◆ Exercise A
Print the stretch of the weekly AI news roundup below from "13 February 20263" through "continue to accelerate.", word for word.
◆ Exercise B
Carry on the weekly AI news roundup below from the point where it stops.

◆ Study text
Weekly AI News (Feb 9–13, 2026): OpenAI introduces Frontier for enterprise AI agents, z.ai launches open-source GLM-5 with record-low hallucinations, robust AI infrastructure investment trends, AI for social accessibility research, and ETSI’s AI & Data standardisation conference.

13 February 20263 min read

Introduction

The second full week of February 2026 brought clear momentum in enterprise AI platforms, open-source modelling breakthroughs, and wider industry competition. From platforms making AI agents first-class workers to new high-performance open models emerging from China’s AI labs, this week showed how global innovation and adoption continue to accelerate.

1. OpenAI Launches Frontier to Operationalise AI Agents in Enterprise

OpenAI unveiled Frontier, a major new enterprise platform designed to help organisations build, deploy, and manage AI agents that operate like digital coworkers — from shared onboarding and permissions to integrated workflow execution. The platform aims to address a key challenge in enterprise AI: turning isolated pilots into scaled, governed productivity tools across departments and business systems. Early adopters include HP, Oracle, State Farm and Uber.

2. z.ai GLM-5 Sets New Benchmark for Open-Source Models

Chinese AI powerhouse Zhipu AI — internationally known as z.ai — released GLM-5, a new open-weight large language model with ~744 billion parameters, achieving a record-low hallucination rate and competitive reasoning and coding performance compared with major proprietary models. The model is designed to power agentic workflows, reasoning tasks, and open commercial use under an MIT licence, challenging incumbent AI leaders and deepening global open-source innovation.

◆ Raw data

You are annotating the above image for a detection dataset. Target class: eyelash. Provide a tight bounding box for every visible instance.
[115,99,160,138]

◆ Exercise result A
13 February 20263 min read

Introduction

The second full week of February 2026 brought clear momentum in enterprise AI platforms, open-source modelling breakthroughs, and wider industry competition. From platforms making AI agents first-class workers to new high-performance open models emerging from China’s AI labs, this week showed how global innovation and adoption continue to accelerate.

◆ Exercise result B
3. Enterprise Confidence in AI Infrastructure Remains Strong

Industry analysts highlighted robust AI capital expenditure plans for 2026 as hyperscalers and enterprise vendors forecast continued growth in AI infrastructure investment, with aggregate plans approaching $700 billion — reflecting demand for data-centre capacity, custom accelerators and agent platforms that support next-generation AI workloads.

4. AI Helps People Navigate Essential Services — New Research

A study involving researchers from The University of Manchester found that AI systems could significantly help individuals who feel overwhelmed or excluded by essential administrative tasks — such as paying bills or accessing healthcare services — by acting as personal navigators for everyday life challenges. This research underscores how AI continues to expand into social and accessibility use cases beyond traditional enterprise and consumer applications.

5. ETSI AI & Data Conference 2026 Highlights EU Standardisation Work

The ETSI AI and Data Conference 2026 took place in France, focusing on how AI and data technologies can be brought together to support European AI policy objectives and standardisation under the EU’s broader regulatory frameworks. Discussions stressed interoperability, governance mechanisms and compliance — showing that EU AI governance continues to shape how international tech development is aligned with policy.

Conclusion

This week’s AI news underscores a transition from experimentation to industrialisation: platforms like OpenAI’s Frontier are making agents practical business assets, open-source models like GLM-5 are driving performance competition, and both research and policy communities are shaping how AI is embedded in society and enterprise. As 2026 progresses, expect these threads — platformisation, open collaboration, and governance — to remain central.